BEGIN Recorded data

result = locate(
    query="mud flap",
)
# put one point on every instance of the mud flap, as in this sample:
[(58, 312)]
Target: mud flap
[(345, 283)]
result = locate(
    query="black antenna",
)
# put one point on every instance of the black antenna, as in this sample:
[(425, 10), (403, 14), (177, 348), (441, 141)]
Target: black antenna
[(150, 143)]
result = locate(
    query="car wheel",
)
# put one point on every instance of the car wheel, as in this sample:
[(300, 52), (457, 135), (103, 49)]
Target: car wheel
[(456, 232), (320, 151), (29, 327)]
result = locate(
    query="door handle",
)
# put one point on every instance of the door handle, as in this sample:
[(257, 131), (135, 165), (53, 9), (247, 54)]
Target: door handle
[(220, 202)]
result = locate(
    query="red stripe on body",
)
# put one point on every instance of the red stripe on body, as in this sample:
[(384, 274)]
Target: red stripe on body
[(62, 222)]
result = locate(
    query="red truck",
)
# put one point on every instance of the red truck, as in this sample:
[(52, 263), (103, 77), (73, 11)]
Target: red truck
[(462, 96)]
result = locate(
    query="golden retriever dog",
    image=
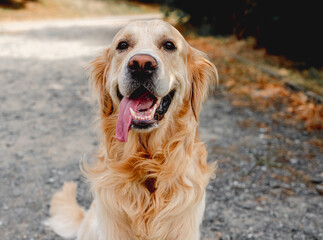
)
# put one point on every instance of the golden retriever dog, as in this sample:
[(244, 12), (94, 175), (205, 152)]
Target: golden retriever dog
[(149, 180)]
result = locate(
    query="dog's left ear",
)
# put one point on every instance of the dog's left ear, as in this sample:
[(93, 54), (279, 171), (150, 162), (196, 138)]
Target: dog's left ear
[(203, 76)]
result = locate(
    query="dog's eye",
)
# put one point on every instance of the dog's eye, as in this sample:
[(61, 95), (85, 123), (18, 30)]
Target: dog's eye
[(122, 45), (169, 46)]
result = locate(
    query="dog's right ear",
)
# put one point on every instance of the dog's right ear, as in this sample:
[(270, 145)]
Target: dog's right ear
[(98, 77)]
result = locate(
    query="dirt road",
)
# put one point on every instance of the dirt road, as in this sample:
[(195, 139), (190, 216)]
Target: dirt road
[(269, 174)]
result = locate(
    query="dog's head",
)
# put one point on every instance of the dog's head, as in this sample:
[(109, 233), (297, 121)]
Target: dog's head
[(147, 75)]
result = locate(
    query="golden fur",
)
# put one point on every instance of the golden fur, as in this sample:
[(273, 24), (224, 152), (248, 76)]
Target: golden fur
[(151, 187)]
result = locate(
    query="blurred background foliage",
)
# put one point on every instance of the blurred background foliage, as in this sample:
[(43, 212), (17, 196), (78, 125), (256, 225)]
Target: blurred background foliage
[(291, 28)]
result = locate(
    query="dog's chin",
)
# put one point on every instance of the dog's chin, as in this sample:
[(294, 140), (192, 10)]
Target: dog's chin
[(148, 120)]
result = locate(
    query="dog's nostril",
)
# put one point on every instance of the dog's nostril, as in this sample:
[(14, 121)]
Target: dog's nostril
[(142, 62)]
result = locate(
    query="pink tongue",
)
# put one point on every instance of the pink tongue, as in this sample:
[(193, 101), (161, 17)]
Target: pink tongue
[(124, 118)]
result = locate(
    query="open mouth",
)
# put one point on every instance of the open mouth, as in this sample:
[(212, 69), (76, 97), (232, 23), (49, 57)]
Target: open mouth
[(142, 110)]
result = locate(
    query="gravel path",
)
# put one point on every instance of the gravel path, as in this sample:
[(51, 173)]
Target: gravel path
[(269, 174)]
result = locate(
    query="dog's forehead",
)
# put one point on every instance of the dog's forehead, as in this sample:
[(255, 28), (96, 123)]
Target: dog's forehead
[(156, 29)]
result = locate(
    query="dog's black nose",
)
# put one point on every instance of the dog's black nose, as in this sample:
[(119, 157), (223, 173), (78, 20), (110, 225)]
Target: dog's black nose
[(142, 64)]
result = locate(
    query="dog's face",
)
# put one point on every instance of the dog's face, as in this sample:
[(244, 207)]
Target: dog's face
[(148, 72)]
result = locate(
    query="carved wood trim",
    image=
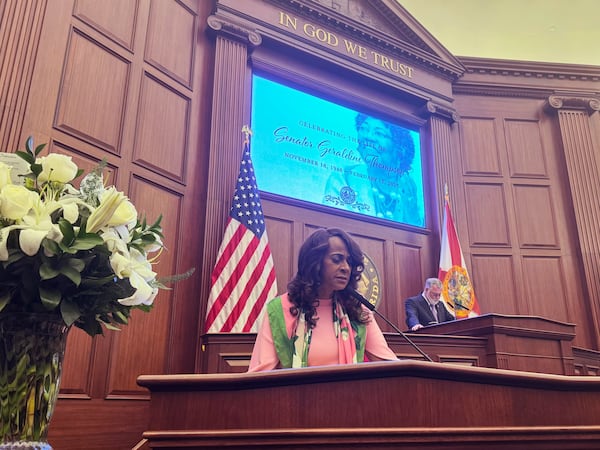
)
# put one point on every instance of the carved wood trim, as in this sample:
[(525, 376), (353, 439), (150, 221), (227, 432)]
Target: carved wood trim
[(230, 109), (580, 151), (233, 31), (20, 28), (573, 102)]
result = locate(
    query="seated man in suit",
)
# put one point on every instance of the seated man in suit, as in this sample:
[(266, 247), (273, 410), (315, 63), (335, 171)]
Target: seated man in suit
[(426, 309)]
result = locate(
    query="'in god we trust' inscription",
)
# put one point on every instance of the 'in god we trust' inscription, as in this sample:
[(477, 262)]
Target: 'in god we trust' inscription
[(345, 45)]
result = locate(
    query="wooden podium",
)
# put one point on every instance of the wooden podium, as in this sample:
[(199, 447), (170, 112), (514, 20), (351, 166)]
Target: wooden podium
[(386, 405)]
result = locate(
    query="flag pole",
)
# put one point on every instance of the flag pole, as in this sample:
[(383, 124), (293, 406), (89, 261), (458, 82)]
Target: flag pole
[(247, 132)]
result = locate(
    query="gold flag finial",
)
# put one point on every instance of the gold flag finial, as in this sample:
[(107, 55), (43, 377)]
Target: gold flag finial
[(247, 132)]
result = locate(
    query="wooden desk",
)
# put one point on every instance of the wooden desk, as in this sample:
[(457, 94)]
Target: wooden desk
[(400, 405)]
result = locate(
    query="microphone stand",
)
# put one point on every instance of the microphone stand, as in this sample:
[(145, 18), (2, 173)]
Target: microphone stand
[(397, 330), (358, 296)]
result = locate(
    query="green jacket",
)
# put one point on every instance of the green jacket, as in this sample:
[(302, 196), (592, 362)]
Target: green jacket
[(284, 345)]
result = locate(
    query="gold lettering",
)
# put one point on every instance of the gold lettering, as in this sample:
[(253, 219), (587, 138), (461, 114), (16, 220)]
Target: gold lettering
[(321, 35), (376, 57), (353, 48), (287, 21), (391, 64)]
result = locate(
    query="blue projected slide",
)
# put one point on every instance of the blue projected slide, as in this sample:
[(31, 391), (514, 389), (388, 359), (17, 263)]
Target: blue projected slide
[(309, 149)]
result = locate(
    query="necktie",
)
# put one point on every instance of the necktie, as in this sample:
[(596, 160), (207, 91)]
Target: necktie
[(434, 311)]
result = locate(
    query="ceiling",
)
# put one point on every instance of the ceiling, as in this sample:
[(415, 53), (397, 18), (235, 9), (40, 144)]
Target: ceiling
[(559, 31)]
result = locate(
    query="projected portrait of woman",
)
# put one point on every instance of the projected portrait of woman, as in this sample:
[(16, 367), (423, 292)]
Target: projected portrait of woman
[(382, 185)]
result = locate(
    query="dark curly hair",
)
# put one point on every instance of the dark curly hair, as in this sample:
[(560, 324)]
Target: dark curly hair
[(403, 142), (303, 288)]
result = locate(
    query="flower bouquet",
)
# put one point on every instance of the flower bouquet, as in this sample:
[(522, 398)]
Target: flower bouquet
[(68, 257)]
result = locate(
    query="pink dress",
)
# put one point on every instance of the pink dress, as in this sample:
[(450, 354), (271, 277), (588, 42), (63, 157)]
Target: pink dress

END Recorded data

> **Exercise**:
Lay out every line of the records above as a Markdown table with the columns "Number" and "Entry", numbering the rows in order and skipping blank lines. Leave the pictures out of the table.

> **Finished answer**:
| Number | Entry |
|---|---|
| 1 | result = locate( |
| 2 |     query="mud flap", |
| 3 | ) |
| 4 | # put one point on every instance of the mud flap, as in this sample: |
| 5 | [(58, 312)] |
| 6 | Target: mud flap |
| 7 | [(345, 283)] |
| 8 | result = locate( |
| 9 |     query="black antenna", |
| 10 | ) |
| 11 | # put one point on every instance of the black antenna, as in this sample: |
| 12 | [(425, 10), (403, 14), (177, 348), (441, 141)] |
| 13 | Target: black antenna |
| 14 | [(150, 143)] |
| 15 | result = locate( |
| 16 |     query="car wheel", |
| 17 | ) |
| 18 | # put one point on every instance of the car wheel, as in this sample: |
| 19 | [(300, 52), (457, 135), (103, 49)] |
| 20 | Target: car wheel |
| 21 | [(456, 232), (320, 151), (29, 327)] |
| 22 | result = locate( |
| 23 |     query="door handle", |
| 24 | ) |
| 25 | # put one point on every instance of the door handle, as in this sample: |
| 26 | [(257, 131), (135, 165), (53, 9), (247, 54)] |
| 27 | Target: door handle |
| 28 | [(220, 202)] |
| 29 | result = locate( |
| 30 |     query="red stripe on body", |
| 31 | ) |
| 32 | # put one point on every instance of the red stripe on body, as in this sample: |
| 33 | [(384, 274)] |
| 34 | Target: red stripe on body |
| 35 | [(62, 222)] |
| 36 | result = locate( |
| 37 |     query="red truck", |
| 38 | ) |
| 39 | # put one point on every instance of the red truck, as in this sample: |
| 40 | [(52, 263), (103, 77), (73, 11)] |
| 41 | Target: red truck |
| 42 | [(462, 96)] |
| 43 | result = locate( |
| 44 |     query="golden retriever dog", |
| 45 |     image= |
| 46 | ) |
| 47 | # put one point on every instance of the golden retriever dog, as in this sample: |
| 48 | [(244, 12), (94, 175), (205, 152)] |
| 49 | Target: golden retriever dog |
| 50 | [(149, 180)] |
| 51 | result = locate( |
| 52 |     query="dog's left ear", |
| 53 | ) |
| 54 | # put one point on every instance of the dog's left ear, as in this sample: |
| 55 | [(93, 54), (279, 171), (150, 162), (196, 138)] |
| 56 | Target: dog's left ear |
| 57 | [(203, 76)] |
| 58 | result = locate( |
| 59 |     query="dog's eye", |
| 60 | ) |
| 61 | # put one point on every instance of the dog's eye, as in this sample: |
| 62 | [(61, 95), (85, 123), (18, 30)] |
| 63 | Target: dog's eye |
| 64 | [(122, 45), (169, 46)] |
| 65 | result = locate( |
| 66 |     query="dog's right ear", |
| 67 | ) |
| 68 | # put one point on every instance of the dog's right ear, as in this sample: |
| 69 | [(270, 145)] |
| 70 | Target: dog's right ear |
| 71 | [(98, 77)] |
| 72 | result = locate( |
| 73 |     query="dirt road", |
| 74 | ) |
| 75 | # put one point on every instance of the dirt road, as in this sample: |
| 76 | [(195, 139), (190, 216)] |
| 77 | Target: dirt road |
| 78 | [(269, 174)] |
| 79 | result = locate( |
| 80 |     query="dog's head", |
| 81 | ) |
| 82 | # put one point on every instance of the dog's head, as in this sample: |
| 83 | [(109, 233), (297, 121)] |
| 84 | Target: dog's head |
| 85 | [(147, 75)] |
| 86 | result = locate( |
| 87 |     query="golden fur", |
| 88 | ) |
| 89 | # put one point on every instance of the golden fur, as in this sample: |
| 90 | [(273, 24), (224, 152), (248, 76)] |
| 91 | Target: golden fur |
| 92 | [(151, 187)] |
| 93 | result = locate( |
| 94 |     query="blurred background foliage", |
| 95 | ) |
| 96 | # put one point on every instance of the blurred background foliage, as in this sample: |
| 97 | [(43, 212), (17, 196), (78, 125), (256, 225)] |
| 98 | Target: blurred background foliage |
| 99 | [(291, 28)] |
| 100 | result = locate( |
| 101 |     query="dog's chin", |
| 102 | ) |
| 103 | # put one point on every instance of the dog's chin, as in this sample: |
| 104 | [(294, 140), (192, 10)] |
| 105 | Target: dog's chin |
| 106 | [(148, 120)] |
| 107 | result = locate( |
| 108 |     query="dog's nostril", |
| 109 | ) |
| 110 | # put one point on every instance of the dog's nostril, as in this sample: |
| 111 | [(14, 121)] |
| 112 | Target: dog's nostril |
| 113 | [(142, 62)] |
| 114 | result = locate( |
| 115 |     query="pink tongue", |
| 116 | ) |
| 117 | # put one point on every instance of the pink tongue, as in this sample: |
| 118 | [(193, 101), (161, 17)] |
| 119 | Target: pink tongue |
| 120 | [(124, 118)] |
| 121 | result = locate( |
| 122 |     query="open mouth", |
| 123 | ) |
| 124 | # put one point on every instance of the open mouth, as in this sample: |
| 125 | [(212, 69), (76, 97), (232, 23), (49, 57)] |
| 126 | Target: open mouth |
| 127 | [(142, 110)] |
| 128 | result = locate( |
| 129 |     query="gravel path", |
| 130 | ) |
| 131 | # put one point on every instance of the gravel path, as in this sample: |
| 132 | [(51, 173)] |
| 133 | Target: gravel path |
| 134 | [(269, 174)] |
| 135 | result = locate( |
| 136 |     query="dog's forehead", |
| 137 | ) |
| 138 | # put one point on every instance of the dog's forehead, as in this sample: |
| 139 | [(255, 28), (96, 123)] |
| 140 | Target: dog's forehead |
| 141 | [(156, 29)] |
| 142 | result = locate( |
| 143 |     query="dog's black nose", |
| 144 | ) |
| 145 | # put one point on every instance of the dog's black nose, as in this sample: |
| 146 | [(119, 157), (223, 173), (78, 20), (110, 225)] |
| 147 | Target: dog's black nose |
| 148 | [(142, 64)] |
| 149 | result = locate( |
| 150 |     query="dog's face", |
| 151 | ) |
| 152 | # put one point on every instance of the dog's face, as in this sample: |
| 153 | [(244, 207)] |
| 154 | Target: dog's face |
| 155 | [(148, 72)] |
| 156 | result = locate( |
| 157 |     query="carved wood trim", |
| 158 |     image= |
| 159 | ) |
| 160 | # put one point on every instance of the carved wood trim, as in this sample: |
| 161 | [(525, 376), (353, 439), (150, 221), (227, 432)] |
| 162 | Target: carved wood trim |
| 163 | [(230, 109), (580, 151), (233, 31), (20, 28), (573, 102)] |
| 164 | result = locate( |
| 165 |     query="seated man in suit", |
| 166 | ) |
| 167 | # put one point on every instance of the seated man in suit, as in this sample: |
| 168 | [(266, 247), (273, 410), (315, 63), (335, 171)] |
| 169 | Target: seated man in suit |
| 170 | [(426, 309)] |
| 171 | result = locate( |
| 172 |     query="'in god we trust' inscription", |
| 173 | ) |
| 174 | # put one point on every instance of the 'in god we trust' inscription, as in this sample: |
| 175 | [(477, 262)] |
| 176 | Target: 'in god we trust' inscription |
| 177 | [(345, 45)] |
| 178 | result = locate( |
| 179 |     query="wooden podium", |
| 180 | ) |
| 181 | # put one point on every instance of the wooden podium, as in this sample: |
| 182 | [(199, 447), (170, 112), (514, 20), (351, 166)] |
| 183 | Target: wooden podium |
| 184 | [(386, 405)] |
| 185 | result = locate( |
| 186 |     query="flag pole", |
| 187 | ) |
| 188 | # put one point on every instance of the flag pole, as in this sample: |
| 189 | [(383, 124), (293, 406), (89, 261), (458, 82)] |
| 190 | Target: flag pole |
| 191 | [(247, 132)] |
| 192 | result = locate( |
| 193 |     query="gold flag finial", |
| 194 | ) |
| 195 | # put one point on every instance of the gold flag finial, as in this sample: |
| 196 | [(107, 55), (43, 377)] |
| 197 | Target: gold flag finial |
| 198 | [(247, 132)] |
| 199 | result = locate( |
| 200 |     query="wooden desk", |
| 201 | ) |
| 202 | # put one point on every instance of the wooden desk, as in this sample: |
| 203 | [(457, 94)] |
| 204 | Target: wooden desk |
| 205 | [(400, 405)] |
| 206 | result = locate( |
| 207 |     query="microphone stand", |
| 208 | ) |
| 209 | # put one point on every instance of the microphone stand, as in this sample: |
| 210 | [(145, 18), (2, 173)] |
| 211 | Target: microphone stand |
| 212 | [(397, 330), (358, 296)] |
| 213 | result = locate( |
| 214 |     query="green jacket", |
| 215 | ) |
| 216 | # put one point on every instance of the green jacket, as in this sample: |
| 217 | [(302, 196), (592, 362)] |
| 218 | Target: green jacket |
| 219 | [(284, 345)] |
| 220 | result = locate( |
| 221 |     query="gold lettering", |
| 222 | ) |
| 223 | # put one point on every instance of the gold lettering, as in this sample: |
| 224 | [(253, 219), (587, 138), (461, 114), (16, 220)] |
| 225 | Target: gold lettering |
| 226 | [(321, 35), (376, 57), (353, 48), (287, 21), (391, 64)] |
| 227 | result = locate( |
| 228 |     query="blue projected slide", |
| 229 | ) |
| 230 | # put one point on every instance of the blue projected slide, as in this sample: |
| 231 | [(31, 391), (514, 389), (388, 359), (17, 263)] |
| 232 | Target: blue projected slide |
| 233 | [(309, 149)] |
| 234 | result = locate( |
| 235 |     query="necktie", |
| 236 | ) |
| 237 | # put one point on every instance of the necktie, as in this sample: |
| 238 | [(596, 160), (207, 91)] |
| 239 | Target: necktie |
| 240 | [(434, 311)] |
| 241 | result = locate( |
| 242 |     query="ceiling", |
| 243 | ) |
| 244 | # put one point on every instance of the ceiling, as in this sample: |
| 245 | [(415, 53), (397, 18), (235, 9), (40, 144)] |
| 246 | Target: ceiling |
| 247 | [(559, 31)] |
| 248 | result = locate( |
| 249 |     query="projected portrait of woman", |
| 250 | ) |
| 251 | # put one point on every instance of the projected portrait of woman, as in this sample: |
| 252 | [(16, 367), (423, 292)] |
| 253 | Target: projected portrait of woman |
| 254 | [(382, 185)] |
| 255 | result = locate( |
| 256 |     query="dark curly hair", |
| 257 | ) |
| 258 | # put one point on every instance of the dark curly hair, as in this sample: |
| 259 | [(560, 324)] |
| 260 | Target: dark curly hair |
| 261 | [(403, 142), (303, 288)] |
| 262 | result = locate( |
| 263 |     query="flower bouquet", |
| 264 | ) |
| 265 | # put one point on every instance of the flower bouquet, as in this sample: |
| 266 | [(522, 398)] |
| 267 | Target: flower bouquet |
| 268 | [(68, 257)] |
| 269 | result = locate( |
| 270 |     query="pink dress", |
| 271 | ) |
| 272 | # put one point on every instance of the pink dress, as in this sample: |
| 273 | [(450, 354), (271, 277), (588, 42), (63, 157)] |
| 274 | Target: pink dress |